**What is asked:**
1. Copy the al Qaeda plot remarks word for word, everything from "Earlier today, I" down to "of this writing.".
2. Pick up the al Qaeda plot remarks after their final sentence and keep writing them.

**Article:**
Earlier today, I served as a panelist at an FDD event on the current warnings about an al Qaeda plot in Europe. The panel, moderated by Clifford D. May, also featured Frank Cilluffo of George Washington University’s Homeland Security Policy Institute and Tom Joscelyn of both FDD and LWJ. This entry is excerpted from my remarks.
At the outset, it is important to note that a large number of reports inevitably surface after a major terror attack, arrest, or (in this case) unraveling plot that end up being inaccurate. That is the nature of how intelligence develops in any case, and is compounded by the lenses through which sources who speak to the media view the subject they are studying. Thus, some of the information in these reflections may still be imperfect — but this represents the best description of what we know as of this writing.

**Supplied information:**
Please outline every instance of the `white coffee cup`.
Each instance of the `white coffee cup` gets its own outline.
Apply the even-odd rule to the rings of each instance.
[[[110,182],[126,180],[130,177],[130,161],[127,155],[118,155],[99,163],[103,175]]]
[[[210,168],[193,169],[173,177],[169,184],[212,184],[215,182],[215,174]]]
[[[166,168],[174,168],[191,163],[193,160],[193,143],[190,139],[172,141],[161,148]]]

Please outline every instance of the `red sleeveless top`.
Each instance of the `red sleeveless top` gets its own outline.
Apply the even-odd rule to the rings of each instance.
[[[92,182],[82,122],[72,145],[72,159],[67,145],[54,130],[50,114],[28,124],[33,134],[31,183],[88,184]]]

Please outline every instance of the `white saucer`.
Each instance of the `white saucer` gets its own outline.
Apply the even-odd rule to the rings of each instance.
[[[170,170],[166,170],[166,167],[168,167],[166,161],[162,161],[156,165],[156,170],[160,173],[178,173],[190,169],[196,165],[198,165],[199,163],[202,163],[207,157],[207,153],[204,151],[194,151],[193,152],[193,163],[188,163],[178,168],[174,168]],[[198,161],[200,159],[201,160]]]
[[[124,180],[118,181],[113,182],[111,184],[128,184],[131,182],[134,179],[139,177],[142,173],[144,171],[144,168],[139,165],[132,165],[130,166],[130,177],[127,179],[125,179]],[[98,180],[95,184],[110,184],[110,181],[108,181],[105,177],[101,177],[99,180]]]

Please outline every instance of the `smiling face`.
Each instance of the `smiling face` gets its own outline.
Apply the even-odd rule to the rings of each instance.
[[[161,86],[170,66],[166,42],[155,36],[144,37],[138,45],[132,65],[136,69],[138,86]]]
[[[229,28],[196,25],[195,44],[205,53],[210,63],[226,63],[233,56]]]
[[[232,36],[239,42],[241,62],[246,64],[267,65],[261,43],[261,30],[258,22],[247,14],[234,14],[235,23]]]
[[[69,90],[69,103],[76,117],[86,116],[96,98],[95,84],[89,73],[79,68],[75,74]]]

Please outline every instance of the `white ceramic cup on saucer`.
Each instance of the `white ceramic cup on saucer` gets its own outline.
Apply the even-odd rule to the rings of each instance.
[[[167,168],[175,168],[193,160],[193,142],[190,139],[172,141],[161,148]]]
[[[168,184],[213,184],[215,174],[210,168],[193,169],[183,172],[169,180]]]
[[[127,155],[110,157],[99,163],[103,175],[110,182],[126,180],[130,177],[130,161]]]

**Solved tasks:**
1.
Earlier today, I served as a panelist at an FDD event on the current warnings about an al Qaeda plot in Europe. The panel, moderated by Clifford D. May, also featured Frank Cilluffo of George Washington University’s Homeland Security Policy Institute and Tom Joscelyn of both FDD and LWJ. This entry is excerpted from my remarks.
At the outset, it is important to note that a large number of reports inevitably surface after a major terror attack, arrest, or (in this case) unraveling plot that end up being inaccurate. That is the nature of how intelligence develops in any case, and is compounded by the lenses through which sources who speak to the media view the subject they are studying. Thus, some of the information in these reflections may still be imperfect — but this represents the best description of what we know as of this writing.

2.
First, this was a real plot-or perhaps it is more accurate to say plots. The key source of information was Ahmed Sidiqi, an Afghan German, who was detained in Kabul in July and subsequently questioned at the Bagram Airfield. Sidiqi told interrogators that he met with senior al Qaeda leader Younis al Mauretani in the tribal areas of Pakistan; Mauretani was planning multiple “Mumbai-style” attacks on European countries. Sidiqi was part of a group of jihadis sometimes called the “Hamburg group” but referred to as “The Tourist Group” by German intelligence. The Associated Press reports: “Siddiqui left Hamburg in March 2009 together with a group of 10 other jihadis known to German intelligence officials as the ‘The Tourist Group’ to seek paramilitary training at a terror camp in Pakistan’s lawless border region with Afghanistan, German authorities said. The group, which included two women, met in [Hamburg’s] al-Quds mosque before they decided to leave for Pakistan and Afghanistan.”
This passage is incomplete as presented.